Written instruction –
Print the lines below verbatim, leaving out the pictures.
Start of Source material
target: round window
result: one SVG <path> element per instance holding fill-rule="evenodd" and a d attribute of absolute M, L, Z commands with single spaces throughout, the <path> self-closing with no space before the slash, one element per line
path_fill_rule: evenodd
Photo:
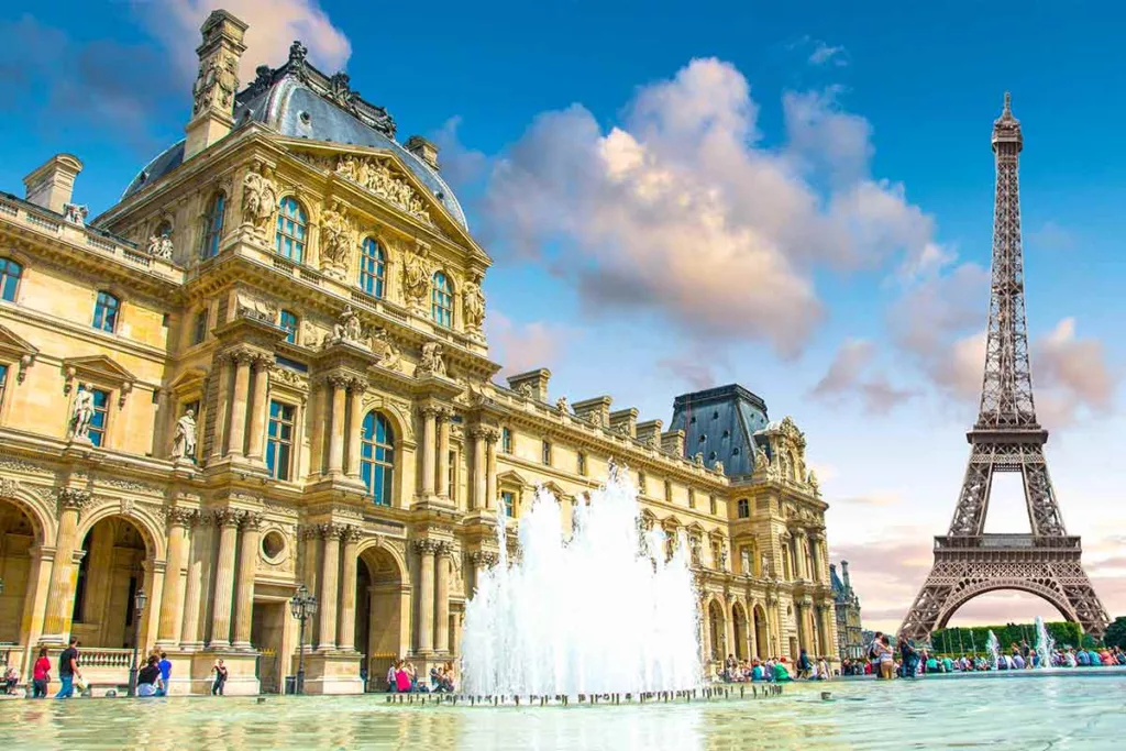
<path fill-rule="evenodd" d="M 285 553 L 285 537 L 276 529 L 266 533 L 262 537 L 262 556 L 267 561 L 277 561 Z"/>

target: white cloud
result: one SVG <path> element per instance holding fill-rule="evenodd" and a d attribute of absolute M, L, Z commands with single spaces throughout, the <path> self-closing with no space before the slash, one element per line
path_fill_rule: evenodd
<path fill-rule="evenodd" d="M 902 186 L 867 177 L 867 123 L 832 92 L 784 107 L 790 143 L 758 145 L 747 79 L 709 59 L 641 89 L 616 127 L 580 105 L 542 114 L 493 166 L 490 234 L 565 269 L 593 312 L 794 356 L 824 314 L 816 267 L 920 257 L 932 223 Z"/>
<path fill-rule="evenodd" d="M 213 0 L 137 3 L 141 19 L 166 44 L 172 65 L 185 80 L 196 77 L 199 27 L 215 7 Z M 294 39 L 309 47 L 313 65 L 330 74 L 351 56 L 351 43 L 332 25 L 318 0 L 224 0 L 222 7 L 249 25 L 247 51 L 239 65 L 240 88 L 254 79 L 258 65 L 277 68 L 284 63 Z"/>

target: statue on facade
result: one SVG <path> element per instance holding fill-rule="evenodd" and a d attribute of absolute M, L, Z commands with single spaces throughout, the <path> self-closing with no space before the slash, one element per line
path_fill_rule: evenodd
<path fill-rule="evenodd" d="M 413 253 L 406 254 L 406 263 L 403 265 L 403 292 L 415 305 L 430 292 L 430 253 L 426 245 L 419 244 Z"/>
<path fill-rule="evenodd" d="M 261 236 L 269 229 L 274 206 L 278 200 L 278 189 L 272 176 L 274 171 L 269 166 L 254 162 L 253 168 L 242 178 L 242 223 L 251 225 Z"/>
<path fill-rule="evenodd" d="M 446 375 L 446 361 L 441 356 L 441 345 L 428 341 L 422 345 L 422 358 L 419 359 L 415 375 Z"/>
<path fill-rule="evenodd" d="M 481 292 L 481 275 L 474 275 L 465 283 L 462 292 L 462 310 L 465 312 L 465 327 L 471 331 L 480 331 L 485 322 L 485 295 Z"/>
<path fill-rule="evenodd" d="M 339 200 L 321 215 L 321 269 L 338 277 L 348 274 L 351 251 L 351 222 Z"/>
<path fill-rule="evenodd" d="M 93 422 L 93 392 L 88 384 L 79 384 L 71 411 L 71 437 L 74 440 L 90 440 L 90 424 Z"/>
<path fill-rule="evenodd" d="M 195 461 L 196 456 L 196 411 L 189 409 L 176 421 L 172 437 L 172 458 Z"/>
End of Source material
Problem solution –
target: round window
result: one SVG <path> element per instance holding fill-rule="evenodd" and a d attribute of absolute M, L, Z commands with single spaces throughout, the <path> self-closing with no space before the slash, one element per line
path_fill_rule: evenodd
Photo:
<path fill-rule="evenodd" d="M 285 553 L 285 537 L 276 529 L 266 533 L 262 537 L 262 556 L 267 561 L 277 561 Z"/>

target: white cloud
result: one SVG <path> element per instance holding fill-rule="evenodd" and a d attribute of absolute M, L, Z commands with single spaces throughout, the <path> self-closing with no space before the slash, one element per line
path_fill_rule: evenodd
<path fill-rule="evenodd" d="M 902 186 L 867 177 L 867 123 L 832 92 L 784 107 L 790 143 L 758 145 L 747 79 L 709 59 L 641 89 L 616 127 L 580 105 L 542 114 L 493 166 L 490 234 L 565 269 L 593 312 L 794 356 L 824 314 L 816 267 L 920 257 L 932 223 Z"/>
<path fill-rule="evenodd" d="M 213 0 L 137 3 L 141 19 L 166 44 L 172 65 L 185 80 L 196 77 L 199 27 L 215 7 Z M 294 39 L 309 47 L 313 65 L 330 74 L 351 56 L 351 43 L 332 25 L 318 0 L 224 0 L 222 7 L 249 25 L 247 51 L 239 65 L 240 88 L 254 79 L 258 65 L 277 68 L 284 63 Z"/>

target: statue on facade
result: one SVG <path> element per instance holding fill-rule="evenodd" and a d attribute of absolute M, L, Z commands with single spaces throughout, the <path> self-closing with no space before the slash, one element per line
path_fill_rule: evenodd
<path fill-rule="evenodd" d="M 413 253 L 406 254 L 406 263 L 403 265 L 403 292 L 415 305 L 430 292 L 430 253 L 426 245 L 419 244 Z"/>
<path fill-rule="evenodd" d="M 261 236 L 269 229 L 274 206 L 278 200 L 278 189 L 272 176 L 274 171 L 269 166 L 254 162 L 253 168 L 242 178 L 242 223 L 251 225 Z"/>
<path fill-rule="evenodd" d="M 446 375 L 446 361 L 441 356 L 441 345 L 428 341 L 422 345 L 422 358 L 419 359 L 415 375 Z"/>
<path fill-rule="evenodd" d="M 481 292 L 481 275 L 474 275 L 465 283 L 462 292 L 462 310 L 465 312 L 465 327 L 471 331 L 480 331 L 485 322 L 485 295 Z"/>
<path fill-rule="evenodd" d="M 339 200 L 321 215 L 321 269 L 338 277 L 348 274 L 351 251 L 351 222 Z"/>
<path fill-rule="evenodd" d="M 93 422 L 93 392 L 88 384 L 79 384 L 71 411 L 71 437 L 74 440 L 90 440 L 90 424 Z"/>
<path fill-rule="evenodd" d="M 195 461 L 196 456 L 196 411 L 189 409 L 176 421 L 172 437 L 172 458 Z"/>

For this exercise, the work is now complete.